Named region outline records
>>

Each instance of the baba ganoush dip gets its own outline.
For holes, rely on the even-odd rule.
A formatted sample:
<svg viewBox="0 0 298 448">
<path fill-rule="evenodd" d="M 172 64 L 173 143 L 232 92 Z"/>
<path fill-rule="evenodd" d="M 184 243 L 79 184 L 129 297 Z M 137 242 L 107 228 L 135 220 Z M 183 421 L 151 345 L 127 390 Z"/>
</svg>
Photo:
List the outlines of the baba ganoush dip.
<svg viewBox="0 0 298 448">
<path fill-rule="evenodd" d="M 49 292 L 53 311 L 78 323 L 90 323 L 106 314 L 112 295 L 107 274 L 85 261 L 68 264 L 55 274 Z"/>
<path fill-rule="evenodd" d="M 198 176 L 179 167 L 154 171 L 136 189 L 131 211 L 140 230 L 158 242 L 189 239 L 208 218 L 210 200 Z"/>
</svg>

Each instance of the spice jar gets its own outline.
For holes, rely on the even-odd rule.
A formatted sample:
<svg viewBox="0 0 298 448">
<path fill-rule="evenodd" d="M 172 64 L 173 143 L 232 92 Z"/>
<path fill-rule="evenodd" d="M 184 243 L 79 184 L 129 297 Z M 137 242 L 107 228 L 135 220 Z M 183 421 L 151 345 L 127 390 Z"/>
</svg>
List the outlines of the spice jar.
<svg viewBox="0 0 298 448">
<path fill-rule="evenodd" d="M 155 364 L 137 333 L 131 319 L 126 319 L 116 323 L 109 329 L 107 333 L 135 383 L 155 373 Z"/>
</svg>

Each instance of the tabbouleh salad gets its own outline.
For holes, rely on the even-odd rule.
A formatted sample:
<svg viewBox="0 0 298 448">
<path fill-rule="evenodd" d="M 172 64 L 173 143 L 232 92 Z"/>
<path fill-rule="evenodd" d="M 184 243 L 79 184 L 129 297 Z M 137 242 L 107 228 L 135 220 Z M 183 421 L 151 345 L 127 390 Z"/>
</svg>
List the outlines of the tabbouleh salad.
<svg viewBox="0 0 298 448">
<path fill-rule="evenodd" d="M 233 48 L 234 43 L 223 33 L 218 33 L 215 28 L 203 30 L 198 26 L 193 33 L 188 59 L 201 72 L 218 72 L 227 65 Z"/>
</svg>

<<

Set down exactly what runs from the line with "Each instance of the tabbouleh" to the last line of the data above, including both of those lines and no others.

• ANSWER FOR THE TASK
Each instance of the tabbouleh salad gets its own outline.
For holes, rely on the even-odd rule.
A formatted sample:
<svg viewBox="0 0 298 448">
<path fill-rule="evenodd" d="M 172 64 L 173 143 L 232 92 Z"/>
<path fill-rule="evenodd" d="M 184 243 L 79 184 L 129 297 Z M 137 242 L 107 228 L 135 220 Z M 183 421 L 151 345 L 127 390 Z"/>
</svg>
List the outlines of the tabbouleh salad.
<svg viewBox="0 0 298 448">
<path fill-rule="evenodd" d="M 233 48 L 234 43 L 223 33 L 218 33 L 215 28 L 203 30 L 198 26 L 193 33 L 188 59 L 201 72 L 218 72 L 227 65 Z"/>
</svg>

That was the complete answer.